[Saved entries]
*** Begin section ***

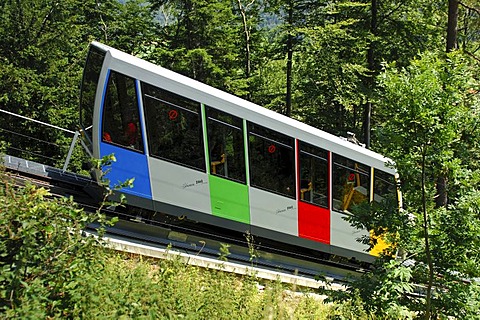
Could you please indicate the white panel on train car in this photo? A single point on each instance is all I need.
(179, 186)
(273, 212)
(343, 235)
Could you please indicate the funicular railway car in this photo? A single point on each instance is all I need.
(200, 153)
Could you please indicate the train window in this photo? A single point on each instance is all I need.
(91, 73)
(174, 127)
(272, 160)
(351, 183)
(225, 145)
(313, 175)
(121, 121)
(383, 185)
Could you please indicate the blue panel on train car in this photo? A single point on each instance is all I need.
(129, 164)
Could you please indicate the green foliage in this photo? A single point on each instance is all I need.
(51, 270)
(42, 252)
(428, 126)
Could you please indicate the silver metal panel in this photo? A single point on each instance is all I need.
(274, 212)
(342, 234)
(169, 80)
(179, 186)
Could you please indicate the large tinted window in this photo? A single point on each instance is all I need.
(226, 145)
(174, 127)
(121, 121)
(351, 183)
(313, 175)
(272, 160)
(91, 73)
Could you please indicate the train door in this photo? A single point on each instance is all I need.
(121, 135)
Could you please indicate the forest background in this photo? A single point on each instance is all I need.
(402, 75)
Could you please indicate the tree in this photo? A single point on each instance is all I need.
(201, 39)
(429, 110)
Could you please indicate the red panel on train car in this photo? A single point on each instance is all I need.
(313, 222)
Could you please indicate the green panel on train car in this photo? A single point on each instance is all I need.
(229, 199)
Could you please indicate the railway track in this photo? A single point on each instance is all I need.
(201, 247)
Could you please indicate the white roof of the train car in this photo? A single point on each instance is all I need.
(195, 90)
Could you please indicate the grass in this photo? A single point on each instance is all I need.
(131, 287)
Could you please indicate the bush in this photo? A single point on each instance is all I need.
(42, 252)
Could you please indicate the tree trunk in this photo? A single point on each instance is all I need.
(367, 115)
(428, 253)
(452, 25)
(288, 98)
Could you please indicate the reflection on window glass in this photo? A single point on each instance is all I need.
(272, 164)
(121, 124)
(351, 183)
(226, 145)
(313, 175)
(383, 185)
(174, 127)
(91, 74)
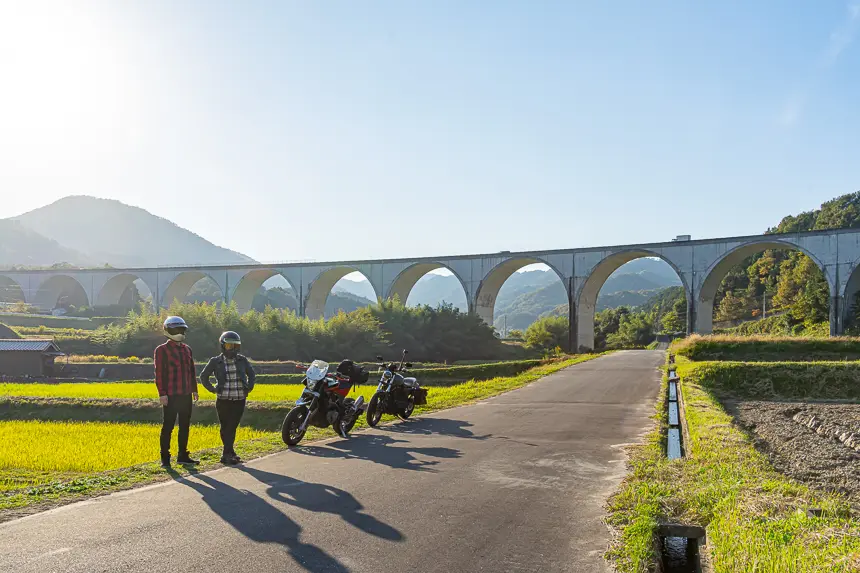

*** End section ***

» WHAT YOU ARE ASKED TO DO:
If the data includes images, skip them and copy every line exactly.

» ANSWER FOR THIS EXERCISE:
Could you please indicate the white panel on train car in this photo? A single point on each instance is all I need.
(179, 186)
(273, 212)
(343, 235)
Could you please indicate the funicular railway car in this photo? A single point on each instance is all I need.
(200, 153)
Could you please indicate the train window in this photo? A single point on each instance is all I need.
(91, 73)
(174, 127)
(272, 160)
(351, 183)
(225, 145)
(313, 175)
(121, 121)
(383, 185)
Could you please indicate the blue panel on train car in this photo? A single point on each instance is all I need.
(129, 164)
Could you please indicate the green foliage in this photo? A single point on each instance is all I need.
(51, 270)
(42, 252)
(428, 126)
Could you please indicate the silver metal panel in this photo? A single point on each instance is all I need.
(274, 212)
(342, 234)
(169, 80)
(179, 186)
Could you please indicate the large tinted window in this photo? A single point on each instance is all I need.
(226, 145)
(174, 127)
(121, 121)
(351, 183)
(313, 175)
(272, 160)
(91, 73)
Could you please indicate the train door in this photo? A single point on each instance is all I need.
(121, 135)
Could you please indicate the forest background in this photo? A single point on each instance is all I need.
(402, 75)
Could you please indicate the tree in this photo? A single point on each instance is all I need.
(201, 39)
(429, 110)
Could you please indicate the red panel on train car in this photo? A single point on each instance is all I need.
(313, 222)
Could you please indicate the green panel on train car in this photo? A single point on each instance is all I need.
(229, 199)
Could you please indicate the railway track in this photo? A single point on each instance is all I need.
(201, 247)
Could you please indicate the white roof of the train car in this photo? A single point on each instance is all I need.
(195, 90)
Could you please indicate the grass in this photo? A single point on each instance is all I need.
(131, 287)
Could you please indicate the bush in this photo? A single point on each instance is all I need.
(42, 252)
Could you please indicate the tree trunk in this photo? A single point on each instance is all I need.
(367, 115)
(428, 253)
(452, 25)
(288, 98)
Could you please indicate the reflection on window glass in this photo? A single point on each instance is all I need.
(272, 164)
(121, 124)
(351, 183)
(226, 145)
(313, 175)
(383, 185)
(174, 127)
(91, 74)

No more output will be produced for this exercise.